• What to do: Set all the entries down once more, with nothing altered.

### Material supplied ###

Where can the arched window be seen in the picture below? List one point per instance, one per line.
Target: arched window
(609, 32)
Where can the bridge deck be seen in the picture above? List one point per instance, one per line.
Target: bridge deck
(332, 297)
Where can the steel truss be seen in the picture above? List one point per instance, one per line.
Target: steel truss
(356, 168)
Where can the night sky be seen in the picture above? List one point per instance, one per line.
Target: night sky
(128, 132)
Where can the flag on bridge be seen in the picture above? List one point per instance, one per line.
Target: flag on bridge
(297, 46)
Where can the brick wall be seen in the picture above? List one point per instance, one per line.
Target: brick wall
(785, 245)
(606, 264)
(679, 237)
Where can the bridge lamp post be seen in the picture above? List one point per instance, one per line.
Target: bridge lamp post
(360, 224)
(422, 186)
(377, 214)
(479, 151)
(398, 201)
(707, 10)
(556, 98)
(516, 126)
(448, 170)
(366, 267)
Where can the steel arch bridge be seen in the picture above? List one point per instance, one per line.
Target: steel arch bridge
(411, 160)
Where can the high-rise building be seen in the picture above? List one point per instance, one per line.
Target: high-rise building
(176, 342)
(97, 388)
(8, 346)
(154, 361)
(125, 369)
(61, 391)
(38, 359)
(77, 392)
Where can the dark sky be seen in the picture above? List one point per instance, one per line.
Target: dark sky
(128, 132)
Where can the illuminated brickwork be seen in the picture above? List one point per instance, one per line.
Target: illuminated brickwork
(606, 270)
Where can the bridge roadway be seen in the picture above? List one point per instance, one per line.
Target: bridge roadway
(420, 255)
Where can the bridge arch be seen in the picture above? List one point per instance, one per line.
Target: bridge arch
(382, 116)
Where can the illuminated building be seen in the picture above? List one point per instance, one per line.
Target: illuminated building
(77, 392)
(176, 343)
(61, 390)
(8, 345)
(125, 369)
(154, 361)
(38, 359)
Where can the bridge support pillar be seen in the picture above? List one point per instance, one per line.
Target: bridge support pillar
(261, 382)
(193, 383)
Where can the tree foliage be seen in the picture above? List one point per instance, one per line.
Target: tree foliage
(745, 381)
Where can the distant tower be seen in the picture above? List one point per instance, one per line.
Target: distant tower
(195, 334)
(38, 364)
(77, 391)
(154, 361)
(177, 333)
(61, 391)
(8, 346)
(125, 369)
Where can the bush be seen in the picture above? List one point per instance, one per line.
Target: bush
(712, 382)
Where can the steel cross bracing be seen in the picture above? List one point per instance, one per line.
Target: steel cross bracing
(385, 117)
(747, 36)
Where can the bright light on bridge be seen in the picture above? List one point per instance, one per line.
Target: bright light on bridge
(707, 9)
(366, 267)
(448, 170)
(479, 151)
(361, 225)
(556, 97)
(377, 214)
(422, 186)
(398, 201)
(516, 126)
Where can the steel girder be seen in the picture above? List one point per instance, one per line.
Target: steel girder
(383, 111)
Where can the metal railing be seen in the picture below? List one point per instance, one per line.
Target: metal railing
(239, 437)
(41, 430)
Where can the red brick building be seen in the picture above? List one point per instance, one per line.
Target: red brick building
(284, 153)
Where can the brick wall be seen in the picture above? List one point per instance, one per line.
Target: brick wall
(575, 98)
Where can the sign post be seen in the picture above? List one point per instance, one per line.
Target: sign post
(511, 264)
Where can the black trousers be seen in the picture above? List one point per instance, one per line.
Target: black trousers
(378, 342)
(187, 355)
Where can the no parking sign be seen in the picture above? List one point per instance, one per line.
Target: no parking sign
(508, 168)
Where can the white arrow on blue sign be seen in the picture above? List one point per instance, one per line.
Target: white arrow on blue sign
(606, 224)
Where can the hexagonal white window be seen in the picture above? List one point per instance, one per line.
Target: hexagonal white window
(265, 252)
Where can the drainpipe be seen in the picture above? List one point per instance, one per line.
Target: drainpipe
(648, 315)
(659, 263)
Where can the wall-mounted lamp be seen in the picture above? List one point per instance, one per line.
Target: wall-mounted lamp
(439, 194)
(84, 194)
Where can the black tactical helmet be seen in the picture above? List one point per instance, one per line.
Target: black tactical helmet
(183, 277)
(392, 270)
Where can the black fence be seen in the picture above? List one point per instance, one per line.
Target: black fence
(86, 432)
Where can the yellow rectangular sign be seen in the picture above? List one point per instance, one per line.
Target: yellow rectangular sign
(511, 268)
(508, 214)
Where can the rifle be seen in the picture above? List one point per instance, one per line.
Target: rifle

###

• Response to this task:
Where can the arched window be seen in the picture below? List one point per instance, one per line.
Target: arched window
(609, 32)
Where can the bridge deck be seen in the picture above? List one point per instance, one per line.
Target: bridge deck
(332, 297)
Where can the steel truss be seen in the picture above? List one point per instance, one per line.
Target: steel truss
(356, 168)
Where can the night sky be seen in the picture above? List one point per instance, one per line.
Target: night sky
(128, 132)
Where can the flag on bridge be seen in the picture above? List one point per instance, one per line.
Target: flag on bridge
(297, 46)
Where can the brick wall be seen in the picture above? List one point per instance, one per line.
Target: brick wall
(785, 245)
(606, 264)
(679, 237)
Where can the bridge lamp post be seen in the picture above? List one point per instance, one per line.
Target: bridge lamp post
(360, 224)
(422, 186)
(377, 214)
(479, 151)
(398, 201)
(707, 10)
(556, 98)
(516, 126)
(448, 170)
(366, 267)
Where can the steel arch bridge be seen in the picture above? List one point per instance, one per line.
Target: steel arch bridge
(411, 160)
Where can the high-rise building be seen in the picture above? List one point per instance, one per line.
Target: high-rise building
(176, 342)
(97, 388)
(8, 346)
(154, 361)
(125, 369)
(61, 391)
(38, 359)
(77, 392)
Where can the dark sky be seen in the picture above? List one point per instance, one per line.
Target: dark sky
(128, 132)
Where can the illuminated brickwork be seen in the picture above? List one point per instance, one per line.
Target: illuminated brickwork
(606, 270)
Where can the bridge roadway be seen in the picture above? List one point per instance, one per line.
Target: bridge roadway
(420, 255)
Where can the bridge arch be seen in the picture above? List one point per instance, one per line.
Target: bridge arch
(382, 116)
Where can the illuminated building be seen in the picture above? List one point per instance, one per line.
Target: illuminated building
(77, 392)
(176, 343)
(61, 390)
(8, 345)
(125, 369)
(154, 361)
(38, 359)
Where can the bridge support pillar be seen in the picture above? List one point per instance, one per line.
Target: bridge support pillar
(261, 382)
(193, 383)
Where can the tree foliage be seen in the picture above? List one point per instance, one per line.
Target: tree foliage
(745, 381)
Where can the distant tower be seen in the picture above? List one point per instance, one per line.
Target: distant tower
(195, 334)
(38, 364)
(77, 391)
(154, 361)
(177, 333)
(61, 391)
(8, 346)
(125, 369)
Where can the bush be seen in the picture above? List one point per instance, one per line.
Target: bush
(712, 382)
Where can the steel cross bracing be seen in the picture above? List one point per instance, one per line.
Target: steel cross bracing
(385, 117)
(747, 36)
Where can the bright light on bridge be seen in the picture above? List one point per instance, one per line.
Target: bright light on bridge
(707, 9)
(366, 267)
(448, 170)
(479, 151)
(361, 225)
(556, 97)
(377, 214)
(422, 186)
(398, 201)
(516, 126)
Where can the steel girder be seen in the picture above? List one point per instance, one per line.
Target: steel girder
(383, 111)
Where can the metal railing be seen in the picture below? List one point per instance, one per line.
Target: metal railing
(239, 437)
(41, 430)
Where can the red brick building be seen in the picture above? List one point per instance, one per line.
Target: red brick building
(284, 153)
Where can the brick wall be seen in the picture above? List one point per instance, one per line.
Target: brick wall
(575, 98)
Where can the sign post be seen in the picture above? List one point per instance, one per line.
Target: sign post
(511, 264)
Where can the black trousers be seen in the picture above? List one point per instance, one per line.
Target: black trousers
(378, 342)
(187, 355)
Where can the no parking sign be seen in the picture above? List one point per instance, one per line.
Target: no parking sign
(508, 168)
Where can the white arrow on blue sign be seen in the picture above? List one point per instance, one per line.
Target: white arrow on blue sign
(606, 224)
Where can the hexagonal white window be seen in the picture above? List one point per instance, one per line.
Target: hexagonal white window
(265, 252)
Where can the drainpipe be seen in the picture above? List one point per instance, one per line.
Target: drainpipe
(648, 315)
(659, 263)
Where can the wall-mounted lamp be seen in the picture above? List one point per instance, one per line.
Target: wall-mounted lamp
(439, 194)
(84, 194)
Where can the black tactical helmet be seen in the picture above? List one point per instance, one per line.
Target: black tactical helmet
(183, 277)
(392, 270)
Where can the black fence be seen in the picture above? List one point per instance, one per line.
Target: black fence
(86, 432)
Where can the yellow rectangular sign be seen in the picture above? List one point per instance, one per line.
Target: yellow rectangular sign
(511, 268)
(508, 214)
Where can the rifle be seen in the picture above? List one point per instance, one per line.
Target: rifle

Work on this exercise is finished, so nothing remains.